The entries follow. Copy every line in which "necktie" appears.
----
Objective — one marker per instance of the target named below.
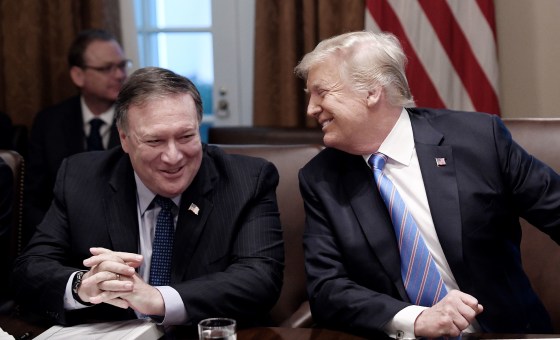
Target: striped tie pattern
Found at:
(421, 278)
(162, 249)
(94, 140)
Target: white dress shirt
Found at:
(175, 312)
(107, 117)
(403, 169)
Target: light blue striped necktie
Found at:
(421, 278)
(162, 248)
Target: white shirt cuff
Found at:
(175, 312)
(403, 322)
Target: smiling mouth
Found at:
(172, 171)
(326, 123)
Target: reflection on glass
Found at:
(191, 55)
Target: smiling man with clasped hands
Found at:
(165, 227)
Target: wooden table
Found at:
(18, 327)
(276, 333)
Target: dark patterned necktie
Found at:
(162, 249)
(94, 141)
(420, 275)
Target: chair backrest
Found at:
(264, 135)
(292, 308)
(16, 162)
(540, 254)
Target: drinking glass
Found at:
(217, 329)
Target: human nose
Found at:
(314, 108)
(171, 154)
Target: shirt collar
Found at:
(146, 196)
(399, 144)
(87, 115)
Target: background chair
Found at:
(16, 162)
(292, 308)
(539, 253)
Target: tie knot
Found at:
(96, 123)
(377, 161)
(164, 202)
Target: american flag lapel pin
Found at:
(440, 161)
(194, 209)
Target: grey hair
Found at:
(367, 60)
(153, 82)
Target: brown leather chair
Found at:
(540, 254)
(292, 308)
(264, 135)
(16, 162)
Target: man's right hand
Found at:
(109, 272)
(449, 317)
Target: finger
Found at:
----
▸ **Output**:
Target: light blue striped necktie
Target: dark patterned necktie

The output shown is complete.